> **EXERCISE MATERIALS**
****************

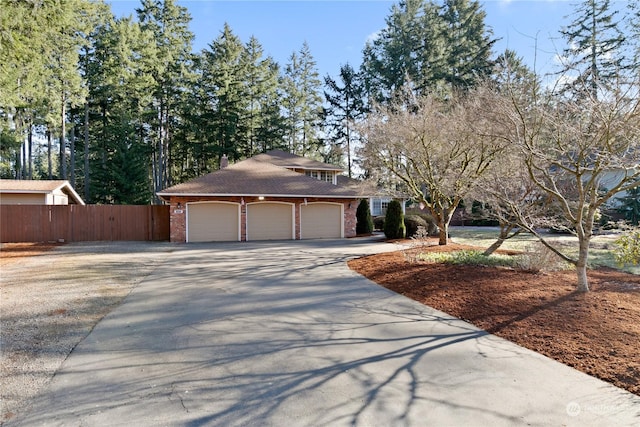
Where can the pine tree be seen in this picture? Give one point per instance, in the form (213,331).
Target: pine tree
(394,227)
(428,48)
(594,42)
(223,73)
(469,44)
(261,93)
(345,107)
(302,102)
(364,222)
(171,69)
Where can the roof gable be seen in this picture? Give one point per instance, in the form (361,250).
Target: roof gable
(292,161)
(257,178)
(19,186)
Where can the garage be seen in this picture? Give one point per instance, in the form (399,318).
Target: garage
(213,222)
(321,221)
(270,221)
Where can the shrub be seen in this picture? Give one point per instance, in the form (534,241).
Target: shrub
(378,223)
(364,224)
(432,225)
(412,222)
(394,221)
(537,257)
(468,257)
(628,248)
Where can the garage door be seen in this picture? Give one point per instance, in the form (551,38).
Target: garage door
(270,221)
(321,221)
(213,222)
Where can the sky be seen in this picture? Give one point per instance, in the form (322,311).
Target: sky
(337,30)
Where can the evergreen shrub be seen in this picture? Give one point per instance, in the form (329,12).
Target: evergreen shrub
(364,224)
(394,221)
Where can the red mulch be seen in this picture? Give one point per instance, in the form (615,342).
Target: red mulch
(596,332)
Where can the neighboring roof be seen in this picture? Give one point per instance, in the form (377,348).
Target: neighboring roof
(291,161)
(256,177)
(17,186)
(368,188)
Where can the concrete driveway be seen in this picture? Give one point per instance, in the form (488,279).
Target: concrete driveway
(284,334)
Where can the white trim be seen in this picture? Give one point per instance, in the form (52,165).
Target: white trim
(265,202)
(321,196)
(325,203)
(203,202)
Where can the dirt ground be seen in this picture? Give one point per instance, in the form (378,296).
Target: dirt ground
(597,332)
(45,312)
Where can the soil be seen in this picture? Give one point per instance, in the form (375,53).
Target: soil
(596,332)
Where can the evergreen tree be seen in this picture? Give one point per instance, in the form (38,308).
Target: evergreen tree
(633,31)
(223,73)
(364,222)
(594,44)
(39,46)
(119,95)
(261,93)
(469,44)
(345,107)
(301,86)
(171,70)
(427,48)
(394,227)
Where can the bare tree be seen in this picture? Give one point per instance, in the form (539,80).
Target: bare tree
(433,148)
(579,152)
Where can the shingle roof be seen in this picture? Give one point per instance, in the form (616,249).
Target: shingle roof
(256,177)
(39,186)
(288,160)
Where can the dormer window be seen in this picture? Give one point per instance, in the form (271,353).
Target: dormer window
(327,176)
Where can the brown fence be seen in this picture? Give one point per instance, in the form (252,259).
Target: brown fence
(75,223)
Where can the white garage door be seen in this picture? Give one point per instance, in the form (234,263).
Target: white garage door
(270,221)
(213,222)
(321,221)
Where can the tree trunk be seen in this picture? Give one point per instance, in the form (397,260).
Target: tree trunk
(49,160)
(444,234)
(583,283)
(63,143)
(491,249)
(30,149)
(581,265)
(86,152)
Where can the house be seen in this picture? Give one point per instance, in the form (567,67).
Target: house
(271,196)
(378,199)
(38,192)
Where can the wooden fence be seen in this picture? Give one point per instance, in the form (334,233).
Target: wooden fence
(76,223)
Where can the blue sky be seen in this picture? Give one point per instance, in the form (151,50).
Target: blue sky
(336,31)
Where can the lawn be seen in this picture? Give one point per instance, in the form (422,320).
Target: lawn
(600,255)
(595,332)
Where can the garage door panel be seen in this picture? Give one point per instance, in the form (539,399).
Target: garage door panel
(213,222)
(321,221)
(269,221)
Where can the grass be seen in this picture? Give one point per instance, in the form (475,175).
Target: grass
(600,253)
(468,257)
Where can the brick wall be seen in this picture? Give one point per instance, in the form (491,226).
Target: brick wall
(178,211)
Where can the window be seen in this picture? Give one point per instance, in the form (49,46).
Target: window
(321,175)
(379,206)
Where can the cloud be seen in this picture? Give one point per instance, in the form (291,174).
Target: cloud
(373,37)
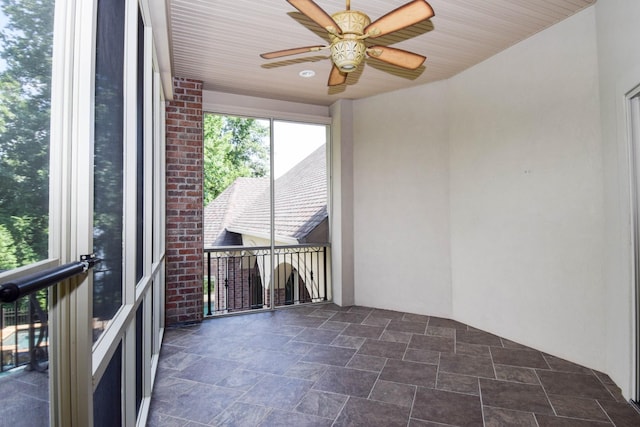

****************

> **WHAT YOU ARE ASKED TO DO**
Reproduce the material from the line containing "Where can the lawn" through the end of the material, inclusive, changing "brick wall" to "stone wall" and keeping everything else unchanged. Omit the pictures from your answer.

> **COMPLETE OUTPUT**
Where can the lawn be seen in this picture? Give one point per instance, in the form (422,320).
Target: lawn
(600,255)
(595,332)
Where can the garage door panel be seen in this picture? Give one point per instance, in the form (539,399).
Target: garage door panel
(213,222)
(321,221)
(269,221)
Where can the grass be seen in this picture? Give one point per instance, in the form (475,175).
Target: grass
(600,253)
(468,257)
Where can the stone wall be seen in this picture? Give one point per instance, in the form (491,226).
Target: stone wall
(178,211)
Where can the window be seen in this picture? Give one point per instance, in the form (49,46).
Target: window
(321,175)
(379,206)
Where can the cloud be seen in this picture? Give one point per instance, in the form (291,174).
Target: cloud
(373,37)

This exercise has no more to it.